GIVEN INSTRUCTION>
Print the listing below exactly.
★ ★ ★
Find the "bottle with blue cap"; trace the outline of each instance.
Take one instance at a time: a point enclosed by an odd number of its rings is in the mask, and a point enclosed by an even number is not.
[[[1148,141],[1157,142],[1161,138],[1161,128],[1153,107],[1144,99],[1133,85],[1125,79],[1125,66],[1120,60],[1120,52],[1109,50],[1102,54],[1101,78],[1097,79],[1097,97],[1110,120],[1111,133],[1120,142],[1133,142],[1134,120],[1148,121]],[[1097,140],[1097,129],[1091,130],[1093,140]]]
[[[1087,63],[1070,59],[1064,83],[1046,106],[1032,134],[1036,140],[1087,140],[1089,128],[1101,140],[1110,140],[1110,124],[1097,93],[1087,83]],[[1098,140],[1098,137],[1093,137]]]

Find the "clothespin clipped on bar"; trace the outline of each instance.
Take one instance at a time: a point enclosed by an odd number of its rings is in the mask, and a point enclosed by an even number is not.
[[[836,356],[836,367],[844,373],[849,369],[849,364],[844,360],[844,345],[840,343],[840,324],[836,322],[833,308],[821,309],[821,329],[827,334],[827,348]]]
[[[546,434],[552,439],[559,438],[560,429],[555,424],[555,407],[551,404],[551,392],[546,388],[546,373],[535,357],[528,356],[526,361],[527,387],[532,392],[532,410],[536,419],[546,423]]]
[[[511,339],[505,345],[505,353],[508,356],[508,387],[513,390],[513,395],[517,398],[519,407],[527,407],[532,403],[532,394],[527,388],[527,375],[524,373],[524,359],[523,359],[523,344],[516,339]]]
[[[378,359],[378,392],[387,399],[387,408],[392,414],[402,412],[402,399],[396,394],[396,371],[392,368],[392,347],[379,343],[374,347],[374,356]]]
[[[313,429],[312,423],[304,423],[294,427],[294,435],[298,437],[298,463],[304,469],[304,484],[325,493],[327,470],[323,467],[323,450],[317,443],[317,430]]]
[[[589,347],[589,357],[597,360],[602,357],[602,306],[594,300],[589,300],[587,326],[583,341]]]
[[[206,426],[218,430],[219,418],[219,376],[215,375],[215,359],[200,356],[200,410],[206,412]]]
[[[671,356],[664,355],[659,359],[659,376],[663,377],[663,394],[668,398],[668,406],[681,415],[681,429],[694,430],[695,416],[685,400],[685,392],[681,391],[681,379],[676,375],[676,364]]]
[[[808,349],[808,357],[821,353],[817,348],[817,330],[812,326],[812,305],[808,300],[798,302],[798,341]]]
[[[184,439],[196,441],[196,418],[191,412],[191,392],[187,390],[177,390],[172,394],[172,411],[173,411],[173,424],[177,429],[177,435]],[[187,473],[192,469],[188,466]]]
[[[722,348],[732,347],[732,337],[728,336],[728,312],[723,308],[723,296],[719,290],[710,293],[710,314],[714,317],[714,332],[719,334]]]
★ ★ ★
ANSWER FOR THIS EXERCISE>
Find the "bottle with blue cap"; trace the outline of each instance.
Take one instance at a time: a point enclosed by an odd number of its rings is in the mask, and a point enclosed by an even number is not.
[[[1148,141],[1157,142],[1161,138],[1161,128],[1153,107],[1144,99],[1133,85],[1125,79],[1125,66],[1120,60],[1120,52],[1109,50],[1102,54],[1101,78],[1097,79],[1097,97],[1110,120],[1111,133],[1120,142],[1133,142],[1134,120],[1148,121]],[[1097,140],[1097,129],[1091,130],[1093,140]]]
[[[1087,63],[1070,59],[1064,83],[1046,106],[1032,134],[1036,140],[1087,140],[1089,128],[1101,140],[1110,140],[1110,124],[1097,93],[1087,83]],[[1098,140],[1098,137],[1093,137]]]

Find the "clothespin clipped on bar"; trace the outline of each instance.
Take one instance at a time: a point enclosed by an odd number of its rings is in the mask, and a point enclosed by an even number is not.
[[[836,356],[836,367],[844,373],[849,369],[849,364],[844,360],[844,345],[840,343],[840,324],[836,322],[833,308],[821,309],[821,329],[827,334],[827,348]]]
[[[546,434],[552,439],[559,438],[560,429],[555,424],[555,407],[551,404],[551,392],[546,388],[546,373],[535,357],[528,356],[526,361],[527,387],[532,392],[532,410],[536,419],[546,423]]]
[[[511,339],[505,345],[505,353],[508,356],[508,387],[513,390],[513,395],[517,398],[519,407],[527,407],[532,403],[532,394],[527,388],[527,375],[524,373],[524,359],[523,359],[523,344],[516,339]]]
[[[378,359],[378,392],[387,399],[387,408],[392,414],[402,412],[402,399],[396,394],[396,371],[392,368],[392,347],[379,343],[374,347],[374,356]]]
[[[313,429],[312,423],[304,423],[294,427],[294,435],[298,437],[298,463],[304,469],[304,484],[325,493],[327,470],[323,467],[323,450],[317,443],[317,430]]]
[[[589,347],[589,357],[597,360],[602,357],[602,306],[594,300],[589,300],[587,326],[583,341]]]
[[[206,426],[218,430],[219,418],[219,376],[215,375],[215,359],[200,356],[200,410],[206,412]]]
[[[671,356],[664,355],[659,359],[659,376],[663,377],[663,394],[668,398],[668,406],[681,415],[681,429],[694,430],[695,416],[685,400],[685,392],[681,391],[681,379],[676,375],[676,364]]]
[[[808,349],[808,357],[821,353],[817,348],[817,330],[812,326],[812,305],[808,300],[798,302],[798,341]]]
[[[184,439],[196,441],[196,418],[191,412],[191,392],[187,390],[177,390],[172,394],[172,411],[173,411],[173,424],[177,429],[177,435]],[[187,473],[192,469],[188,466]]]
[[[722,348],[732,347],[732,337],[728,336],[728,312],[723,308],[723,296],[719,290],[710,293],[710,314],[714,317],[714,332],[719,334]]]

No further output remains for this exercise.